-- Material to process --

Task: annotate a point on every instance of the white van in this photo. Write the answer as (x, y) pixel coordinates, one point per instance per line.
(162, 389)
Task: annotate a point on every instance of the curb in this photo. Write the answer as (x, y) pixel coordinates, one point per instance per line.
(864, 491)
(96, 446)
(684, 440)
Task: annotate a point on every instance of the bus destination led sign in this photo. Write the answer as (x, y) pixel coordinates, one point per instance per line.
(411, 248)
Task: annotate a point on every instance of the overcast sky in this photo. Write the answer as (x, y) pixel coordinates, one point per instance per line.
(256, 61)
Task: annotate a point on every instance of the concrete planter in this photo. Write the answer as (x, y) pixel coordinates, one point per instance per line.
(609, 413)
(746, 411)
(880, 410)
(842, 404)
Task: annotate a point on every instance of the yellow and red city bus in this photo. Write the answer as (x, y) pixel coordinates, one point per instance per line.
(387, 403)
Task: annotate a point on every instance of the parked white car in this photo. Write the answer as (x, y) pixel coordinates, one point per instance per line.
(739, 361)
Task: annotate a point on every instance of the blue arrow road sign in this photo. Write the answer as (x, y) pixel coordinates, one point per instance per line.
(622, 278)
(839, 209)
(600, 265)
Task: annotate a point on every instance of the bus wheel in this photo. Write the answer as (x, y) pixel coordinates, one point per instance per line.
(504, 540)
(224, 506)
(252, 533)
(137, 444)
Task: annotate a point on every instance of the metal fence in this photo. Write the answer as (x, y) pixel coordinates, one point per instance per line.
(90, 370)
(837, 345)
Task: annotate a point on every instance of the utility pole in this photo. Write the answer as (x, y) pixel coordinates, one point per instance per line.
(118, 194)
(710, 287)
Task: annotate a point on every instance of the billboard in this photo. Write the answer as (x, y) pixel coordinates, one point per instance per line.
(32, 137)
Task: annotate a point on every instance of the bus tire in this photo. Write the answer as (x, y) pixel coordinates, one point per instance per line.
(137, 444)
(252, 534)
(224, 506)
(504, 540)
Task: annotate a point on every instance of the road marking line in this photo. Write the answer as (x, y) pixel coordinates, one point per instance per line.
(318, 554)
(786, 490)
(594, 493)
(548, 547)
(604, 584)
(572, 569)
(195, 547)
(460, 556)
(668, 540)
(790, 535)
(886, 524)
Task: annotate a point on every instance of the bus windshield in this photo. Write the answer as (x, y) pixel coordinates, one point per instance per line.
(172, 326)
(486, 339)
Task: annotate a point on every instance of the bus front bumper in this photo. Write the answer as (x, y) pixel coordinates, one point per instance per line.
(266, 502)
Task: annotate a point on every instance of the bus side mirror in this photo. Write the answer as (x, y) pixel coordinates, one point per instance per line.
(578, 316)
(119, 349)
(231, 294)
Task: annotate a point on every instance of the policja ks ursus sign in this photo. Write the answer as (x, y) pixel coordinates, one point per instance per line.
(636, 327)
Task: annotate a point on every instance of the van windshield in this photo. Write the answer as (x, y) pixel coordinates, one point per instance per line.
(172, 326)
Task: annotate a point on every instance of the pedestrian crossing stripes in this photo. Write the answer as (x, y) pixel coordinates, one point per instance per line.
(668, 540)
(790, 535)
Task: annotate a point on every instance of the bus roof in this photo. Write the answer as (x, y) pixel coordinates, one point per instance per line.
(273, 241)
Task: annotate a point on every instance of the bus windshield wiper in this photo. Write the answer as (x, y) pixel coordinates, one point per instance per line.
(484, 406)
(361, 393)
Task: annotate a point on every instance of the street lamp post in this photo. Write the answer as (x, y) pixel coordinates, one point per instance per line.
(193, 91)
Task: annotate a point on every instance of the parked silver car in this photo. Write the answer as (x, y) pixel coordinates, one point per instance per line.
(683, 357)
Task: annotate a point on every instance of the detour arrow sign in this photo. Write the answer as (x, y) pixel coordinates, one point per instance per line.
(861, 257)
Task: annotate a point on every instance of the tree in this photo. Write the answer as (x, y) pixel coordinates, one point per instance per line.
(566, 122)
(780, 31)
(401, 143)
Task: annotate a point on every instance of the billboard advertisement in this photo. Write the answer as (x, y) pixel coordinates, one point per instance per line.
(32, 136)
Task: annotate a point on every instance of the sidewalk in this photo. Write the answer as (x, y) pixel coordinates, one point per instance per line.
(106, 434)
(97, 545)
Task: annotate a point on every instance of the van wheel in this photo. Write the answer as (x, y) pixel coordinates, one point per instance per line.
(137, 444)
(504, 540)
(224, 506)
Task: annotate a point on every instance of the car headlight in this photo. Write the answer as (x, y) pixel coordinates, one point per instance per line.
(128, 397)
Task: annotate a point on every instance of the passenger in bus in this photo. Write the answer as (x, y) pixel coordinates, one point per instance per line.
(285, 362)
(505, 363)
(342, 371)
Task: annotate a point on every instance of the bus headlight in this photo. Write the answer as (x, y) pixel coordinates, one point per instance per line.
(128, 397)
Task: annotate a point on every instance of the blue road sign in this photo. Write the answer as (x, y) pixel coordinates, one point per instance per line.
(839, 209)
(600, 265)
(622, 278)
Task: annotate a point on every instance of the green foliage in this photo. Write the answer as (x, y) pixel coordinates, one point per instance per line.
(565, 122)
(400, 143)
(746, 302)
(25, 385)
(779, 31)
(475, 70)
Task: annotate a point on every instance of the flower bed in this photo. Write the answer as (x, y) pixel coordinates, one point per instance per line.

-- What is required --
Every record above needs to be repeated word for word.

-- Answer below --
Task: annotate a point on every instance of the white van in this photo. Write the answer as (x, y) pixel coordinates, one point per instance per line.
(162, 389)
Task: annotate a point on every instance of the curb in this photo. Write the answer as (x, y) pixel coordinates, one point per instance per line.
(864, 491)
(96, 446)
(684, 440)
Task: annotate a point on every instance of the bus destination led sign in this photo. Write the answer as (x, y) pixel coordinates, one point per instance per line.
(411, 248)
Task: annotate a point on every instance of the overcast sky in this photo. Write the answer as (x, y) pixel coordinates, one point per instance per line.
(256, 61)
Task: annotate a point on every instance of the concrete planter in this photo. Write the answer as (x, y) pixel coordinates, one point per instance per line.
(609, 413)
(746, 411)
(880, 410)
(842, 404)
Task: annotate a point on every instance of the yellow and red city bus in this photo. Write the answer as (x, y) pixel coordinates, one point per instance per line.
(387, 403)
Task: annotate a point on every instance of the parked white car in this photo. Write the answer as (x, y) pixel coordinates, one point per instance per line.
(739, 361)
Task: annotate a point on every instance of the blue arrow road sign in this photo. Write the answer as (x, y) pixel coordinates, one point per instance per line.
(622, 278)
(839, 209)
(600, 265)
Task: annotate a point on every instance of the bus wheel in this photo. Write the answer as (x, y) pixel coordinates, one point per instance per line.
(504, 540)
(224, 506)
(252, 533)
(137, 444)
Task: annotate a point on every instance of the metal fence in this photo. Write the answer as (x, y) pixel coordinates, one point per instance per line.
(90, 370)
(837, 345)
Task: annotate a point on every instance of the utility pole in this photo. Write the answer as (x, y) pixel coordinates, one point per instance per line.
(118, 194)
(710, 287)
Task: annotate a point on every instance of the billboard in this photo. Write the answer as (x, y) pixel coordinates, one point per instance per line.
(32, 137)
Task: annotate a point on every instance of the bus tire in this photo. Write the answer as (x, y) pixel coordinates, one point per instance per line.
(137, 444)
(252, 534)
(224, 506)
(504, 540)
Task: annotate a point on every instance of the road marking line in this photo. Write the answer as (x, y) pixel coordinates, one point per instance per line.
(318, 554)
(786, 490)
(594, 493)
(548, 547)
(604, 584)
(572, 569)
(195, 547)
(460, 556)
(668, 540)
(790, 535)
(886, 524)
Task: annotate a point on every instance of the bus windshield in this photo. Write the answer as (x, y) pixel coordinates, one point per instance per line.
(172, 326)
(486, 339)
Task: annotate a point on every instance of the bus front bumper in this photo. Write the answer as (x, y) pixel coordinates, one point per instance per line.
(266, 502)
Task: annotate a point on every instance of the bus side mirror in this photo. Write the answer as (x, y) pixel coordinates, one point per instance per line.
(578, 316)
(119, 349)
(231, 294)
Task: annotate a point on every instance of the policja ks ursus sign in this photo. Write the answer as (x, y) pixel coordinates, one point per instance per line.
(636, 327)
Task: annotate a point on every instance of the van windshield in this photo. Write the answer as (x, y) pixel coordinates, one point per instance per line.
(172, 326)
Task: annotate a point on every instance of the pedestrian crossing stripes in this photo. Write the answer as (x, y) pixel coordinates, one point per instance per line.
(668, 540)
(790, 535)
Task: annotate a point on every instance of the bus roof in this photo. Write the answer as (x, y) pixel coordinates, one point per instance per line.
(273, 241)
Task: annotate a point on every instance of the bus windshield wiper in this photo. Write the answer as (x, y) pixel coordinates, one point per instance per line.
(484, 406)
(361, 393)
Task: annotate a point on every instance of the street lamp post in this photo. Write the answer as (x, y) pixel coordinates, one point per instance per line.
(193, 91)
Task: annotate a point on every instance of the parked silver car in this photo. Write the answer as (x, y) pixel coordinates, one point per instance per line.
(683, 357)
Task: annotate a point on every instance of the detour arrow sign in this photo. Write the answer as (x, y) pixel coordinates, one point per instance per line.
(861, 257)
Task: annotate a point on every instance of the tree in this photo. Write the answer as (x, y) pixel coordinates, one point per instance per line.
(566, 122)
(780, 31)
(401, 143)
Task: annotate a point on every instance of the billboard advertisement in this photo. Write the answer as (x, y) pixel coordinates, one point per instance per line.
(32, 136)
Task: annotate a point on every instance of the sidewalk in this photo. Write the answer as (x, y) pixel coordinates, one point per instance per line.
(106, 434)
(97, 545)
Task: annotate a point on every instance of the van wheel in this photo. Write the answer as (x, y) pixel coordinates, one point per instance per line.
(137, 444)
(504, 540)
(224, 506)
Task: annotate a point on every instance of the car headlight in this photo. Write the answer as (x, y) pixel coordinates, one point per instance per line.
(128, 397)
Task: annotate a point on every instance of the passenger in bus in this photo. Write the answer as (x, y) pixel coordinates, one point per instance per line.
(285, 362)
(505, 363)
(342, 371)
Task: annotate a point on every instance of the bus headlight in this photo. Write the answer as (x, y) pixel coordinates, one point per instance per line.
(128, 397)
Task: annotate a point on every instance of the blue road sign in this photo. Write the answer as (x, y) pixel coordinates, one point per instance per line.
(839, 209)
(600, 265)
(622, 278)
Task: annotate a point on every instance of the green foliage in this photo. Write the answer as (x, y) pixel coordinates, one point per instance per line.
(565, 122)
(400, 143)
(746, 302)
(25, 385)
(779, 31)
(475, 70)
Task: annotate a point on every instance of the flower bed in this photo. Write the answer as (x, y) pixel coordinates, one point per instance per line.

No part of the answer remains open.